**Exercise requirements:** Reproduce the data below in full and exclude every picture.

**Dataset excerpts:**
_____
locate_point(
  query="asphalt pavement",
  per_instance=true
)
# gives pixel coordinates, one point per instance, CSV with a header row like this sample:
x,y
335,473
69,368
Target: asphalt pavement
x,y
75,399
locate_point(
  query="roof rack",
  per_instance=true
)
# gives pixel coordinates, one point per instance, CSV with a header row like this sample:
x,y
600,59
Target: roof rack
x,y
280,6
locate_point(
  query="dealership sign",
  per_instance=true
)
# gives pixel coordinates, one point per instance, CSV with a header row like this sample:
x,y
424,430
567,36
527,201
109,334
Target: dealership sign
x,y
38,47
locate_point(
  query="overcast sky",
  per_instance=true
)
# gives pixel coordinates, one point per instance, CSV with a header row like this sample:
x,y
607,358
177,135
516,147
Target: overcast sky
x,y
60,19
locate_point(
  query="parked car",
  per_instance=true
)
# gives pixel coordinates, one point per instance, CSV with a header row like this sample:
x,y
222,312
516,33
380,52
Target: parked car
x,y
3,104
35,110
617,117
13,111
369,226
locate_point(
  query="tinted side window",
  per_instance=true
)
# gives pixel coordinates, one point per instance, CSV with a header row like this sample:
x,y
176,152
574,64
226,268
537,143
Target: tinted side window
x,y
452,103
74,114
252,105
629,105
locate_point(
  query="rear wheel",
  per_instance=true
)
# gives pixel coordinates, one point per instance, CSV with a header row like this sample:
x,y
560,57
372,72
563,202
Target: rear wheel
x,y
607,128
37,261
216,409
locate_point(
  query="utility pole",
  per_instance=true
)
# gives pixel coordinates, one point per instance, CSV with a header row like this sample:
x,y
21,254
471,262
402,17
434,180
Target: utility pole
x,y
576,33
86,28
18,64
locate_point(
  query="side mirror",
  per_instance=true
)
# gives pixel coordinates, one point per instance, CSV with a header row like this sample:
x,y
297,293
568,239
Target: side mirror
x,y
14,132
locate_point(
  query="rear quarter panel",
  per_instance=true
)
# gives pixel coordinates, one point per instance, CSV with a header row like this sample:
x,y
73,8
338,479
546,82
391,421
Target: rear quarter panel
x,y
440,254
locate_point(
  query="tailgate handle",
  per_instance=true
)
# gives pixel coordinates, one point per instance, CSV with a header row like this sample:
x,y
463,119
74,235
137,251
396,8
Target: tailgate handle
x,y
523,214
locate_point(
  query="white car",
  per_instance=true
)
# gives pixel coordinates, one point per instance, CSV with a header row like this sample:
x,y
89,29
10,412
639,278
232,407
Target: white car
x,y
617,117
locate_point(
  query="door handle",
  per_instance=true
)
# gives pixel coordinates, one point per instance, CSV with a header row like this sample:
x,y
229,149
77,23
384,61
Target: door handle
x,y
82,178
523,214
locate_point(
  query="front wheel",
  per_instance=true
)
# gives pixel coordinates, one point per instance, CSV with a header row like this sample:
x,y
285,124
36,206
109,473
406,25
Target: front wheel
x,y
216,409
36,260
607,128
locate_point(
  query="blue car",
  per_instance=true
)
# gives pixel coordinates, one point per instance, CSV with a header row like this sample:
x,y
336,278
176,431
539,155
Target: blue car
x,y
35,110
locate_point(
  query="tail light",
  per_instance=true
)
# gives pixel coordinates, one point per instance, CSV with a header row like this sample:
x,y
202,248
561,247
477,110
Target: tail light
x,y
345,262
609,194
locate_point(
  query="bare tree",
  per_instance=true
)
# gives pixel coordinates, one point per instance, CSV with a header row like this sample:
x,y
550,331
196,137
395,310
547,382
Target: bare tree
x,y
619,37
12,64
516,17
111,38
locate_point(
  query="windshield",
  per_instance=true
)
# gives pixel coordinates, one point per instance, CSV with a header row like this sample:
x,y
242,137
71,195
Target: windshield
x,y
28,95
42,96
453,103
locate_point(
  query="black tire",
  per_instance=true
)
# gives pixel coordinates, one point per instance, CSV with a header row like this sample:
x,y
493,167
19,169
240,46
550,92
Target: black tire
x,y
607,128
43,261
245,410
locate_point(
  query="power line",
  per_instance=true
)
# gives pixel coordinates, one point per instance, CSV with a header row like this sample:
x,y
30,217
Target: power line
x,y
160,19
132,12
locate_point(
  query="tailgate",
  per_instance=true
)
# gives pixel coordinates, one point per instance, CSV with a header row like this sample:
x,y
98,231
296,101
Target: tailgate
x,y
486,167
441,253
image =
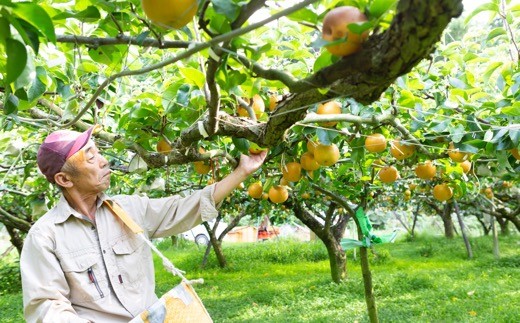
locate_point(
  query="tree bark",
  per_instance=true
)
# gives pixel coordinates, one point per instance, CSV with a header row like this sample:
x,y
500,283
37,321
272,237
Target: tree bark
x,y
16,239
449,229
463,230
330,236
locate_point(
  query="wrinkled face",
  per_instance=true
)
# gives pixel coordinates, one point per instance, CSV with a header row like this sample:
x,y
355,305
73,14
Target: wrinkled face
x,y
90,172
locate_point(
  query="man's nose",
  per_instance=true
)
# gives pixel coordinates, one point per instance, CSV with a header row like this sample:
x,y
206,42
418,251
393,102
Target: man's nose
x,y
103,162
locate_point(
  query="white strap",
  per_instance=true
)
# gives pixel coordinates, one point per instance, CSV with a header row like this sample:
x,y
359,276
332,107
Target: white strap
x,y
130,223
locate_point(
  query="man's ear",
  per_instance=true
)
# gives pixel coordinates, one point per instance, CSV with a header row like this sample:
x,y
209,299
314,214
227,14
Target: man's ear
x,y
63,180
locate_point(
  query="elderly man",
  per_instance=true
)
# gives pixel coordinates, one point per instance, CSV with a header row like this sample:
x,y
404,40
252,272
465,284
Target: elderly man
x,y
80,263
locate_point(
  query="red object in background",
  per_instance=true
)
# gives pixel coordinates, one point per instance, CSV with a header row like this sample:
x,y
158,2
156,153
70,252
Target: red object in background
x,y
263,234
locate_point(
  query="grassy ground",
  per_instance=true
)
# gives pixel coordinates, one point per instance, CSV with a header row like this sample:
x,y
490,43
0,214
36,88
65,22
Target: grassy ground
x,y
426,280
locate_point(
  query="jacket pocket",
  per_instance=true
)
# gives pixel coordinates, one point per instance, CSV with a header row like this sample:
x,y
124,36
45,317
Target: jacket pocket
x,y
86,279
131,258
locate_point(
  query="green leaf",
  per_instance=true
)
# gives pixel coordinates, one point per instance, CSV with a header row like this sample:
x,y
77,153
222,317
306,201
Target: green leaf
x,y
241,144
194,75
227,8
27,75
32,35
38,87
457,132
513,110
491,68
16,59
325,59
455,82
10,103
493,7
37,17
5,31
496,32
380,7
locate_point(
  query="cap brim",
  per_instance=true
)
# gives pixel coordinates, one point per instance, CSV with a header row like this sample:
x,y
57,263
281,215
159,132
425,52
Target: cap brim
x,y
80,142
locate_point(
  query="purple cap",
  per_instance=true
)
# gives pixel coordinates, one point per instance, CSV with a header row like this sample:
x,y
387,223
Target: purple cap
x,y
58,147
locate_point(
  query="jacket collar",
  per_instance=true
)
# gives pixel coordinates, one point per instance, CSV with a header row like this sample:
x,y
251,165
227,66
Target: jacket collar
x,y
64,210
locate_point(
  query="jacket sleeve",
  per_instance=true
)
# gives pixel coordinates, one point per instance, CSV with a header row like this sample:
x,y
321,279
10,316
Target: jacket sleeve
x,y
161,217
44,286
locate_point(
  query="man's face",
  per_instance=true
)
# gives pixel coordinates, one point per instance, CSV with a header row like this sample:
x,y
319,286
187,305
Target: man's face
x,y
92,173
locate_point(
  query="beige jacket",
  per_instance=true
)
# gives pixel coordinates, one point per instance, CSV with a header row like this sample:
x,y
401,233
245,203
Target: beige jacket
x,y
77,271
_____
**Task response:**
locate_point(
  query="asphalt pavement",
  per_instance=true
)
# gives pixel coordinates, one point per instance, CSV with a header row like this sample:
x,y
335,473
69,368
Target: asphalt pavement
x,y
75,399
locate_point(
  query="roof rack",
  per_instance=true
)
# gives pixel coordinates, one point per instance, CSV with a header row like this sample:
x,y
600,59
Target: roof rack
x,y
280,6
locate_point(
  query="dealership sign",
  per_instance=true
)
# gives pixel coordinates, one point per instance, CSV with a header row like this sample:
x,y
424,430
567,36
527,201
109,334
Target: dealership sign
x,y
38,47
locate_point(
  query="overcast sky",
  per_instance=true
)
# gives pixel coordinates, one point per instance, CSV with a header row like this sample:
x,y
607,358
177,135
516,147
Target: overcast sky
x,y
60,19
locate_point(
  query="parked car",
  per_instance=true
)
# gives pixel coordinates, one point per instance, CSV with a header row like this sample:
x,y
222,312
516,33
380,52
Target: parked car
x,y
3,104
35,110
617,117
13,111
369,226
locate_point(
  query="tinted side window",
  per_instance=true
)
# gives pixel coordinates, one point per instance, CSV with a header row like this sample:
x,y
176,152
574,64
226,268
537,143
Target: tinted side window
x,y
452,103
74,114
252,105
629,105
locate_point(
  query="rear wheel",
  per_instance=true
)
# gives pixel coordinates, one point per instance, CSV with a header row like this sample:
x,y
560,57
372,72
563,202
Target: rear wheel
x,y
607,128
37,261
216,409
locate_point(
  query="utility pole",
  per_instance=true
)
# gives pixel coordinates, one point per instance, CSV with a header row like this sample:
x,y
21,254
471,262
402,17
434,180
Target: utility pole
x,y
576,33
86,28
18,64
locate_point(
  query="side mirror",
  per_instance=true
)
# gives pixel coordinates, one point per instance, CSV with a header row like this sample:
x,y
297,293
568,239
Target: side mirror
x,y
14,132
locate_point(
  query="rear quarter panel",
  per_instance=true
)
# gives pixel coordinates, one point per instance, CSV with a header row like this sample:
x,y
73,8
338,479
546,82
391,421
Target: rear quarter panel
x,y
440,254
locate_point(
  query="tailgate handle",
  per_instance=true
)
# gives pixel coordinates, one point per instance, CSV with a header row like this sample:
x,y
463,119
74,235
137,251
396,8
Target: tailgate handle
x,y
523,214
locate_point(
  query="white car",
  per_instance=true
)
# gives pixel coordinates, one point per instance, CSV with a header row like this sample:
x,y
89,29
10,412
639,278
232,407
Target: white car
x,y
617,117
locate_point(
  query="door handle",
  per_instance=true
)
# gives pixel coordinates, one point per instance, CSV with a header row like this sample:
x,y
229,149
77,23
384,61
Target: door handle
x,y
82,178
523,214
locate_point(
  query="front wheel",
  per_instance=true
)
# gives pixel coordinates, one point per instance, CSV with a header row like this sample:
x,y
285,124
36,206
109,473
406,25
Target: front wheel
x,y
216,409
36,260
607,128
locate_point(
  query="blue car",
  per_instance=true
)
# gives pixel coordinates, one point per instance, CSV with a header row like this sample:
x,y
336,278
176,431
539,155
Target: blue car
x,y
35,110
locate_point(
  query="tail light",
  per_instance=true
)
# gives pixel coordinates, one point per instance, CSV with a header row like this sample:
x,y
202,248
561,247
477,110
Target: tail light
x,y
345,262
609,194
locate_point(
  query="bare tree",
  per_instance=true
)
# gives pixel coordinates, one point per instance, CSV with a header row like this sample:
x,y
550,331
196,137
395,310
547,382
Target: bare tree
x,y
619,37
12,64
516,17
111,38
locate_point(
  query="windshield",
  per_instance=true
)
# gives pixel coordinates, one point per instance, CSV with a header row like this sample:
x,y
242,137
71,195
Target: windshield
x,y
28,95
42,96
453,103
locate_point(
  query="black tire",
  per_instance=true
)
# gives pixel coordinates, one point per instance, CSV with a header row like this sample:
x,y
493,167
19,169
240,46
550,92
Target: black tire
x,y
607,128
43,261
245,410
locate_point(
  query="power line",
  per_instance=true
)
# gives pixel coordinates, one point per instance, CSV with a header row like this sample:
x,y
30,217
Target: power line
x,y
160,19
132,12
locate_point(
  query="tailgate",
  per_instance=true
)
# gives pixel coordinates, one point per instance, CSV with a header row like this sample:
x,y
98,231
296,101
Target: tailgate
x,y
486,167
441,253
image =
locate_point(
  query="tree bark",
  per_instance=true
)
# gives pixel coordinates, one point per instance, CSV with a header row like this sample:
x,y
500,283
37,321
272,237
Target: tree bark
x,y
16,239
449,229
463,230
330,236
locate_point(
  query="wrinkled face",
  per_instance=true
)
# gives pixel coordinates, one point per instance, CSV with a header row like this sample:
x,y
355,305
73,14
Target: wrinkled face
x,y
90,172
locate_point(
  query="man's nose",
  per_instance=true
)
# gives pixel coordinates, one point per instance, CSV with a header row like this sample:
x,y
206,42
418,251
393,102
Target: man's nose
x,y
103,162
locate_point(
  query="white strap",
  per_instance=true
)
# gives pixel coordinates, one point per instance, CSV with a header row like this sample:
x,y
359,276
332,107
Target: white strap
x,y
130,223
locate_point(
  query="man's ear",
  per_instance=true
)
# gives pixel coordinates, one point per instance, CSV with a header row like this sample:
x,y
209,299
314,214
227,14
Target: man's ear
x,y
63,180
locate_point(
  query="elderly man",
  per_instance=true
)
# gives pixel coordinates, one point per instance, CSV with a header row like this sample:
x,y
404,40
252,272
465,284
Target: elderly man
x,y
80,263
locate_point(
  query="red object in background",
  per_instance=true
)
# gives pixel coordinates, one point per instance, CSV with a header row like this sample:
x,y
158,2
156,153
70,252
Target: red object in background
x,y
263,234
locate_point(
  query="grassy ground",
  per_instance=true
)
# gives pixel coordinates, one point per instance, CSV with a header row like this sample:
x,y
490,43
0,214
36,88
65,22
Target: grassy ground
x,y
426,280
locate_point(
  query="jacket pocket",
  per_instance=true
)
# gives pixel coordinates, one point per instance, CSV with a header row like this sample:
x,y
124,36
45,317
Target: jacket pocket
x,y
86,279
131,258
locate_point(
  query="green leaf",
  per_instance=true
)
# gives pixel coordinates, one point per instance, CSV with a header row like this sample:
x,y
77,153
222,317
306,201
Target: green leaf
x,y
241,144
194,75
227,8
27,75
32,35
38,87
457,132
513,110
491,68
16,59
325,59
455,82
10,103
493,7
37,17
5,31
496,32
380,7
locate_point(
  query="cap brim",
  per_instance=true
)
# gives pixel coordinates, one point per instance, CSV with a header row like this sample:
x,y
57,263
281,215
159,132
425,52
Target: cap brim
x,y
80,142
locate_point(
  query="purple cap",
  per_instance=true
)
# gives pixel coordinates, one point per instance, CSV with a header row like this sample:
x,y
387,223
Target: purple cap
x,y
58,147
locate_point(
  query="jacket collar",
  per_instance=true
)
# gives pixel coordinates, one point per instance, CSV with a header row like this sample:
x,y
251,165
227,66
Target: jacket collar
x,y
64,210
locate_point(
  query="jacket sleeve",
  per_instance=true
)
# gives pixel coordinates, one point per instance, CSV with a header row like this sample:
x,y
321,279
10,316
Target: jacket sleeve
x,y
161,217
44,286
locate_point(
  query="man's face",
  per_instance=true
)
# gives pixel coordinates, one point per instance, CSV with a header row like this sample:
x,y
319,286
187,305
Target: man's face
x,y
92,173
locate_point(
  query="beige jacket",
  per_instance=true
)
# gives pixel coordinates, one point per instance, CSV with a header row like this sample:
x,y
401,233
245,203
Target: beige jacket
x,y
77,271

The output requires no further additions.